Text excerpt:
Let me start with the opener, The Blue Ghost/Shedding Qliphoth. This song begins the album with a very dreamy multi-layered echo of gentle guitars and soft vocals. It has the traditional post-rock crescendo that slowly drifts into silence. It is a beautiful opener. They Aren't All Beautiful is a dratic juxtaposition to The Blue Ghost in that this song is extremely heavy and brutal. The growls in the beginning remind me a bit of a low register Mikael Akerfeldt. The guitars also remind me heavily of Opeth with the dissonant chords and progressions. The over the top screaming towards the middle of the track, though, are something I can't really seem to grasp. The music is great, but the vocals ruin it. Add a slightly off-placed sax solo, and you have a death metal/saxophone recipe that succeeds in most aspects.

Heaven and Weak continues the ambient dream of gentle guitars and vocals for about half of the song, then it breaks out into a massive riff based metal piece towards the end. A group that can effectively segue from gentle to brutal really know what they are doing, in my opinion. The (Sign of the) Four is short little acoustic piece that once again continues the post-rock trend. The Ferryman begins with some ominous church organ and then breaks into another Opeth type riff. Keep in mind that even though the have Opeth tendencies, this group in no way is an Opeth clone. This is probably my favorite metal piece on the album, really strong riffs and some strong operatic female vocals. Marid's Gift of Art is a quiet and somber piece that has a beautiful and triumphant trumpet solo towards the middle. The gentle vocal and the chords on the guitar really make this one of the more beautiful pieces on the album.

Short problem 1:
Answer these questions about the album review:
(a) What instrument plays the solo that the review calls slightly off-placed in They Aren't All Beautiful?
(b) What does The Ferryman begin with?
(c) What kind of solo appears toward the middle of Marid's Gift of Art?
Short problem 2: Please extend the album review by carrying it on from its final sentence.
You won't need the entries for any of this.

Stored data:
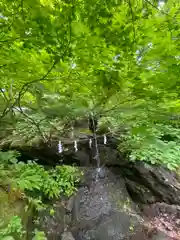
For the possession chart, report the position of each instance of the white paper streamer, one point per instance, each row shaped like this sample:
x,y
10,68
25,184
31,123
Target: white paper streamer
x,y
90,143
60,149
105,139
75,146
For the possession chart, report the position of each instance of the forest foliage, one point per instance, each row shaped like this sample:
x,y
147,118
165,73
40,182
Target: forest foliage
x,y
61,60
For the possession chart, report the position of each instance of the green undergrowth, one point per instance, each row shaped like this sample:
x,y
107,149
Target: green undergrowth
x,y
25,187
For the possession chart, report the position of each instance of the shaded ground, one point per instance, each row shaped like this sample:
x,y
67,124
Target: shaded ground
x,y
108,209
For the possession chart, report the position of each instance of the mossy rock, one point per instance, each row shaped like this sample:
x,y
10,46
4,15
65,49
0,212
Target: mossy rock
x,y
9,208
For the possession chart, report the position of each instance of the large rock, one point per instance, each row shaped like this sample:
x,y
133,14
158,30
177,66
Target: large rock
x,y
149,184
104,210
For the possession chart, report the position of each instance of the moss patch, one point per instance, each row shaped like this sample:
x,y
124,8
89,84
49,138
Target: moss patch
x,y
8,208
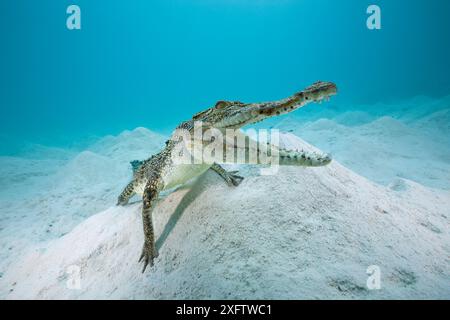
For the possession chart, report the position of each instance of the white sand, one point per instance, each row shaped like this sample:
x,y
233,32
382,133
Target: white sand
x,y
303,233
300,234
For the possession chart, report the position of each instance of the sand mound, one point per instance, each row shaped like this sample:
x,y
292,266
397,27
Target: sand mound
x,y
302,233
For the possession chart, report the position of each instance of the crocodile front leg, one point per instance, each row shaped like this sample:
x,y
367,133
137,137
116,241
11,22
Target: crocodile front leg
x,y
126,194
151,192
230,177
* * *
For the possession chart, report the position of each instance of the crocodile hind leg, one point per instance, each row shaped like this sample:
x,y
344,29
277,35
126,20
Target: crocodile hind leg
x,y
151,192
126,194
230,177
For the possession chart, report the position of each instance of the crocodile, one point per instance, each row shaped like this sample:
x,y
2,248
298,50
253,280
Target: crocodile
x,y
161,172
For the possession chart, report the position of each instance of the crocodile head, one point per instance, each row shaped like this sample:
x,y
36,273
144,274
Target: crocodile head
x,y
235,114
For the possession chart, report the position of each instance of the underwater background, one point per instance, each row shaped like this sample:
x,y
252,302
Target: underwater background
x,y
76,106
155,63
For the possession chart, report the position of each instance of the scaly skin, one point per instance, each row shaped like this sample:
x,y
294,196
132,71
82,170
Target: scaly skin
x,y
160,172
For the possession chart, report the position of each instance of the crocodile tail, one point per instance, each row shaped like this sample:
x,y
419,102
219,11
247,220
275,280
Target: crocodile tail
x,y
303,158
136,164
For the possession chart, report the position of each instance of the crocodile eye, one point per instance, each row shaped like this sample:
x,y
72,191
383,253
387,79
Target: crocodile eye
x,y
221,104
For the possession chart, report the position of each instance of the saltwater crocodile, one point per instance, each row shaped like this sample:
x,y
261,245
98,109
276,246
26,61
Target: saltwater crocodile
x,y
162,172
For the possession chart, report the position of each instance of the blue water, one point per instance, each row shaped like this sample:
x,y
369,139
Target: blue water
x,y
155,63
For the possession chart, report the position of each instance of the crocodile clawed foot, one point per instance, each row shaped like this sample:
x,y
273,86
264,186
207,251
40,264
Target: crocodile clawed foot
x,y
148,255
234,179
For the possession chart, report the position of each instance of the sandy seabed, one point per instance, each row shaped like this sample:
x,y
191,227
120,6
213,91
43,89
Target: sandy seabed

Task result 1:
(a) A saxophone.
(b) Ominous church organ.
(c) A beautiful and triumphant trumpet solo.

Task result 2:
Girl With a Watering Can begins with some anxious clarinet that ascends and descends with beautiful tones and a somber melody. The band then kicks in with some slightly chorused guitar and some melodic trumpets. The drumming remains subdued as the female vocalist sings beautifully and swirls with the other instruments. The piece quickly picks up in pace and takes the listener down some more ethereal avenues. A slightly heavy riff comes in around the 3:30 mark and the song takes a heavier direction for the rest of the song. The vocals become more echoey and spacey and the violin in the background mixes well with the distorted guitars. Around the 6:30 mark the song hits it's heaviest with a nice wah guitar and keyboard solo.

Birth Pains of Astral Projection begins with some great guitars playing different riffs in the same key. An ethereal keyboard gives this track a more mysterious feel. There's a great sax solo at the 1:30 mark and the song continues the melodic pace for the next 2 minutes. The vocals then become hectic and mutli-layered and a progressively heavier riff is played with a nice solo on top. The song then takes many different forms, with growled vocals over uneasy guitars. scream sections, and clear vocal over some nice clean guitar chords. The (Sign of the) Nine has a jazzy feel with a walking bass line and some nice unison guitar/piano lines. A nice acoustic guitar theme is also presented. The album finishes with Geography, a nice gentle guitar based track that has a earthy organic vocal and some nice flute work. It evolves in a great fashion and ends the album withs style.

In the end, I feel that while this album is not a masterpiece, it is a great achievement for the now defunct band. My only real gripes are the unbalanced sections between metal and ambient work, and the vocals on They Aren't All Beautiful aren't at all beautiful (pun intended). Fans of metal and post-rock will find something to like with this album. Me? I'll give it a 4.5/5.